> _WHAT THE TASK REQUIRES_
Give back all the data exactly, line by line.

> _DATA SHOWN_

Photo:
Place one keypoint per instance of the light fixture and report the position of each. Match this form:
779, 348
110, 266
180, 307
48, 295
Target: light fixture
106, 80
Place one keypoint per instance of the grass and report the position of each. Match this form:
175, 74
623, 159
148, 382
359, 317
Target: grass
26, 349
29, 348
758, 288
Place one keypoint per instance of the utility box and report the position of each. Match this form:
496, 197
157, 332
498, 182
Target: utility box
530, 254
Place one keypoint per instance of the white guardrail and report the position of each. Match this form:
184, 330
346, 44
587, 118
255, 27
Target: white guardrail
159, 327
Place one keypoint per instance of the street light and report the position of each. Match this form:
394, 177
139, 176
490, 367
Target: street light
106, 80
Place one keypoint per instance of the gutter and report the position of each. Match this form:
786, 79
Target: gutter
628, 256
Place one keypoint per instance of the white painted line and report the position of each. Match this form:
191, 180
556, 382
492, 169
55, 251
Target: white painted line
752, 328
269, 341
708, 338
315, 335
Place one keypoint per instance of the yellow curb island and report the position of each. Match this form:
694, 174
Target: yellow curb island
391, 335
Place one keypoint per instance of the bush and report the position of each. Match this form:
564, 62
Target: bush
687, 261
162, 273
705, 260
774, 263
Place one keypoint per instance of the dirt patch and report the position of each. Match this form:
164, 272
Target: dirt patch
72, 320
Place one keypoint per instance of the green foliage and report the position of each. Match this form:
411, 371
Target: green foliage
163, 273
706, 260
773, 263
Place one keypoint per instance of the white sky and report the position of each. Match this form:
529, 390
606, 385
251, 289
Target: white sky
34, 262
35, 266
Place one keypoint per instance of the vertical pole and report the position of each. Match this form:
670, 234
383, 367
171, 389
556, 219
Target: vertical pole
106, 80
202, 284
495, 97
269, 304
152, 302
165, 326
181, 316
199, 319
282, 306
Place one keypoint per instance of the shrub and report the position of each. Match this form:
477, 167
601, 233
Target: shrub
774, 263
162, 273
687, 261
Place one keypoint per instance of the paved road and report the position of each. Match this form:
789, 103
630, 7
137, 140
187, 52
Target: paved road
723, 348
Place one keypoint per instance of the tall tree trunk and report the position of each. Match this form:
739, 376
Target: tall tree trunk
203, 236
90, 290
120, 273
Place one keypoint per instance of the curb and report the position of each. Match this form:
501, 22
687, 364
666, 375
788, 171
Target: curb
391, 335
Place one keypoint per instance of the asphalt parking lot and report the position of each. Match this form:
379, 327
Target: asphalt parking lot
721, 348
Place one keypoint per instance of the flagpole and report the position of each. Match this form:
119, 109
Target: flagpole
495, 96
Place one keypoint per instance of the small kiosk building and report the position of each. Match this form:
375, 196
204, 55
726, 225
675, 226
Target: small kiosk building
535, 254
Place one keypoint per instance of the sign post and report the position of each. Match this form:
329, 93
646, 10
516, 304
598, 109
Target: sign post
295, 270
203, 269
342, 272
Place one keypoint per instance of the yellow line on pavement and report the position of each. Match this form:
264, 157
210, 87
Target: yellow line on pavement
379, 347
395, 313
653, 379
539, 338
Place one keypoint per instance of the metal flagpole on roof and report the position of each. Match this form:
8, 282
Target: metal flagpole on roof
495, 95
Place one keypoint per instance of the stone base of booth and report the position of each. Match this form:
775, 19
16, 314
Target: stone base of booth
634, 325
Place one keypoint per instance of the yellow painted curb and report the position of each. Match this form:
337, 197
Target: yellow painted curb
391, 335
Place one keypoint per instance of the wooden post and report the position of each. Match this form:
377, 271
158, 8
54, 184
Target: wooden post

> _SOLUTION TO THE EXERCISE_
Photo:
Place one keypoint per instance of the light fixture and report the position of each. Match this form:
779, 348
110, 266
180, 307
48, 295
Target: light fixture
106, 80
Place one keypoint per instance of the grass and report the position of each. Match this form:
175, 74
623, 159
148, 382
359, 317
Target: grass
26, 349
29, 348
758, 288
Place one keypoint per instance of the utility box and report the position of each. Match this form:
496, 197
157, 332
498, 182
Target: utility box
530, 254
Place one keypoint per instance of the white guardrail and report the position of each. Match this form:
184, 330
346, 44
587, 118
255, 27
Target: white guardrail
159, 327
Place one keypoint per instance of the street light and report the position of each. Match this form:
394, 177
139, 176
490, 367
Target: street light
106, 80
Place one keypoint per instance of the gutter and report the position of each. Match this form:
786, 79
Target: gutter
628, 256
Place one keypoint per instance of the white painted line and report the position of each. Match this form:
191, 180
556, 382
492, 169
55, 251
Target: white painted line
752, 328
269, 341
708, 338
315, 335
Place one keypoint per instance of the yellow curb island and report the position of each. Match this form:
694, 174
Target: yellow curb island
391, 335
Place one keypoint per instance of the bush and report the position of each. Match this form:
564, 62
Target: bush
687, 261
162, 273
705, 260
774, 263
Place one keypoint per instance of the dirt patch and report the position of each. Match this form:
164, 272
Target: dirt patch
72, 320
Place one keypoint per instance of the green foliage and report the position of each. Match this form:
411, 371
Target: green foliage
163, 273
706, 260
773, 263
Place one keypoint per instance of the white sky and report the position of each. Match this form:
529, 390
606, 385
251, 289
Target: white sky
34, 262
35, 266
Place one keypoint per instance of the vertical pole and report the position of each. Match this form:
670, 234
383, 367
171, 389
556, 219
Target: vertical pole
106, 80
202, 284
495, 97
269, 304
152, 302
165, 326
181, 316
199, 319
282, 306
Place one keypoint per instance of the shrub and report the position of each. Match this form:
477, 167
601, 233
Target: shrub
774, 263
162, 273
687, 261
Place one keypoint per instance of the paved road and report the position of each. Match this form:
789, 103
630, 7
137, 140
187, 52
Target: paved road
723, 348
Place one keypoint per instance of the tall tree trunk and report the position of each. Match this form:
739, 376
Target: tall tree trunk
203, 236
90, 290
120, 273
Place one keypoint per instance of the curb and report the position of each. Match this form:
501, 22
687, 364
666, 375
788, 171
Target: curb
391, 335
Place one keypoint per instance of the asphalt parking lot and report the position of each. Match this form:
379, 327
Target: asphalt parking lot
721, 348
Place one keypoint per instance of the flagpole and report the position of each. Match this form:
119, 109
Target: flagpole
495, 96
Place one keypoint per instance of the small kiosk building and report the position of each. Match this form:
375, 196
204, 55
726, 225
675, 226
Target: small kiosk building
535, 254
Place one keypoint per instance of the sign post and report the position of each. Match this form:
329, 93
646, 10
516, 304
598, 109
Target: sign post
295, 270
203, 269
342, 272
Place one keypoint per instance of the yellow line on pavement and report the position of each. Match this form:
264, 157
210, 87
Target: yellow line on pavement
379, 347
395, 313
653, 379
539, 338
Place one keypoint per instance of the metal flagpole on roof and report the position of each. Match this form:
8, 282
Target: metal flagpole on roof
495, 95
Place one keypoint per instance of the stone base of booth and report the position of each. Match this form:
775, 19
16, 314
Target: stone base of booth
634, 325
Place one keypoint per instance of the yellow painted curb and report the position of each. Match this form:
337, 197
Target: yellow painted curb
391, 335
Place one keypoint per instance of the wooden post and report the position of each. Match this form:
377, 271
158, 8
54, 184
Target: wooden post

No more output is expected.